▶ [Short exercise]:
Can you turn every line of the entries below into a JSON list of strings, one string per line, skipping blank lines and leaving out the pictures?

▶ [Data entries]:
======

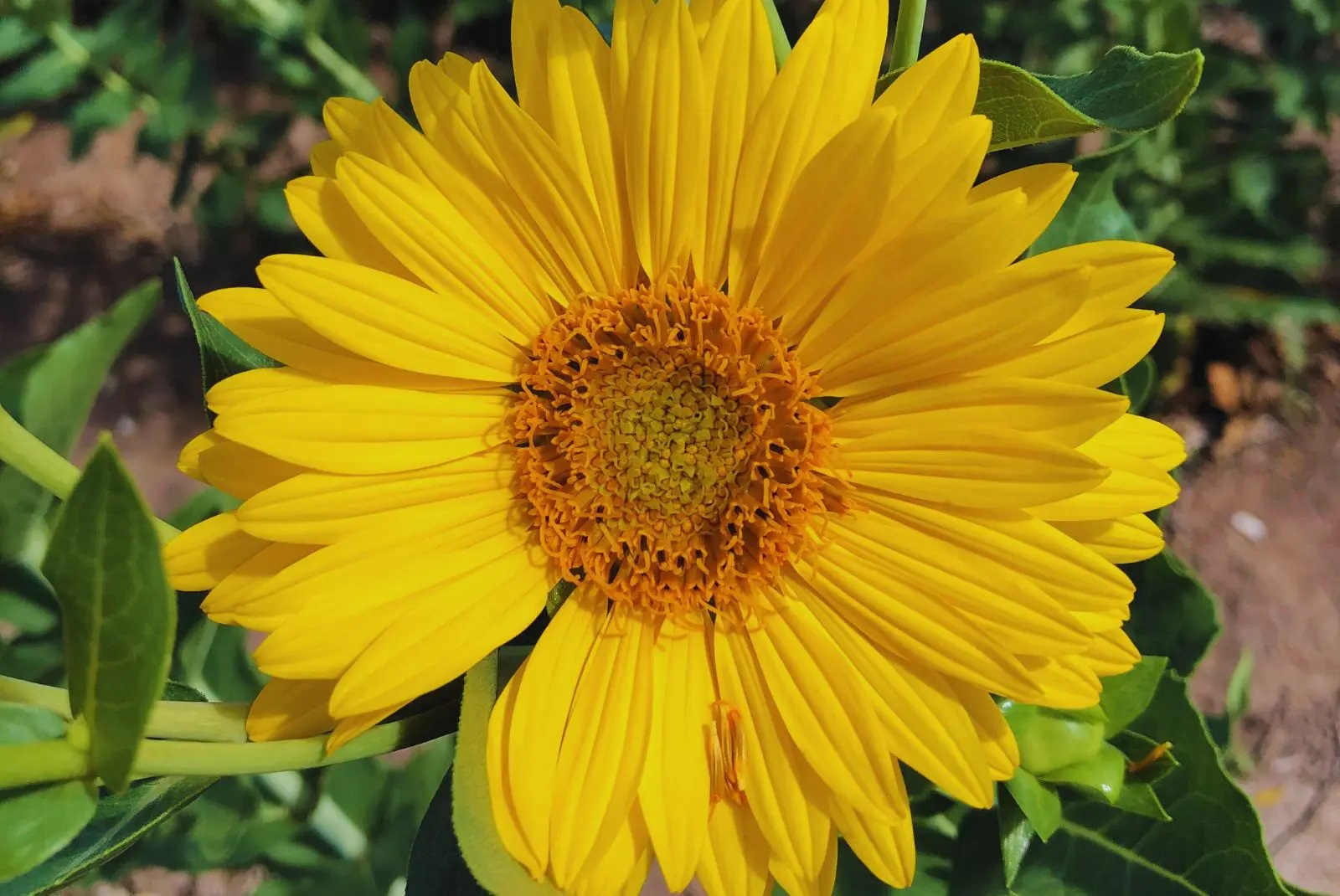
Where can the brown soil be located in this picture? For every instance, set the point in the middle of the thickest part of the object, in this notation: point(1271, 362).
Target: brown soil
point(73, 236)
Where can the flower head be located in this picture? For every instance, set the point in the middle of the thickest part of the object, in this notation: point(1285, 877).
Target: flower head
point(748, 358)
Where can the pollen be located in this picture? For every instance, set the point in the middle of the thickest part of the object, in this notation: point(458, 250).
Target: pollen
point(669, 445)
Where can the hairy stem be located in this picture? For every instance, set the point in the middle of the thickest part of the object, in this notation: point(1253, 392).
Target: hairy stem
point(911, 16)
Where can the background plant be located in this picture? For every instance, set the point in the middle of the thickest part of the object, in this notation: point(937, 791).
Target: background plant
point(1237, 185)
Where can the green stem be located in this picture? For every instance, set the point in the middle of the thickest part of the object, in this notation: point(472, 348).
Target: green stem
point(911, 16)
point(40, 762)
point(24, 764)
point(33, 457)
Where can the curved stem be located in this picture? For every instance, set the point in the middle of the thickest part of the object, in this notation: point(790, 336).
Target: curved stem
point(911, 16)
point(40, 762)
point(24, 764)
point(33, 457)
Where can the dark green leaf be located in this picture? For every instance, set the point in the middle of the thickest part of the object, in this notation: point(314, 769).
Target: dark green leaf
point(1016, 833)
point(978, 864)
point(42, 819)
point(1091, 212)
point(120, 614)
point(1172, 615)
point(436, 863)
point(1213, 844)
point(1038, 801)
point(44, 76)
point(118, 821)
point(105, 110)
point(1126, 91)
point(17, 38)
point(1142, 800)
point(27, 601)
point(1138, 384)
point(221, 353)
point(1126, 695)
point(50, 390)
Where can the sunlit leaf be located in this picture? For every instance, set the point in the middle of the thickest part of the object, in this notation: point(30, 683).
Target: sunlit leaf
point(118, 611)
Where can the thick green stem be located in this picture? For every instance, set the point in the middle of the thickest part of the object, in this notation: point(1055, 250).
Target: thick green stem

======

▶ [Full solution]:
[
  "Where can the brown soil be located in this picture? For every instance, set the point in the middle of the thickest part of the object, in this notation: point(1271, 362).",
  "Target: brown soil",
  "point(73, 236)",
  "Where can the flower head be located in this picture? For every instance, set the point in the middle of the thickest part of the object, in this notation: point(1285, 877).",
  "Target: flower head",
  "point(748, 358)",
  "Where can the pollen be located in this picture? For every instance, set the point in the middle of the thickest part of the object, in this notation: point(458, 250).",
  "Target: pollen",
  "point(669, 445)",
  "Where can the hairy stem be located in this picture? For every instance, set the point in the middle of the thickest part of the object, in this notation: point(1253, 392).",
  "Target: hairy stem",
  "point(911, 16)",
  "Where can the background plant be located in this picture? For every instance, set the point in the middle of the thickest part of the object, in this notation: point(937, 791).",
  "Target: background plant",
  "point(1237, 185)",
  "Where can the green stem be located in this picture? For every instance, set the point in the middle of the thickest part of the object, in this notation: point(472, 348).",
  "Target: green stem",
  "point(911, 16)",
  "point(40, 762)",
  "point(24, 764)",
  "point(33, 457)",
  "Where can the curved stem be located in this picture? For every instance, set the point in the middle of the thickest part of the object, in this notation: point(790, 336).",
  "Target: curved stem",
  "point(911, 16)",
  "point(40, 762)",
  "point(24, 764)",
  "point(33, 457)",
  "Where can the dark green leaf be located in this picture? For every instance, set the point in the middle of the thickest part of the object, in this notation: point(314, 769).",
  "Target: dark green leaf",
  "point(1016, 833)",
  "point(978, 864)",
  "point(42, 819)",
  "point(1091, 212)",
  "point(120, 614)",
  "point(1172, 615)",
  "point(436, 863)",
  "point(1213, 844)",
  "point(1038, 801)",
  "point(44, 76)",
  "point(118, 821)",
  "point(105, 110)",
  "point(1126, 91)",
  "point(17, 38)",
  "point(1142, 800)",
  "point(27, 601)",
  "point(1138, 384)",
  "point(221, 353)",
  "point(1126, 695)",
  "point(50, 390)",
  "Where can the sunlit leaf be located in this picture? For every instance, set the point in the middle of the thickest part of the object, in this notation: point(30, 683).",
  "Target: sunlit leaf",
  "point(118, 611)",
  "Where can the thick green stem be located in this picture? For every instance, set the point in the middle of the thickest part of the object, in this notation: point(1055, 250).",
  "Target: thick green stem"
]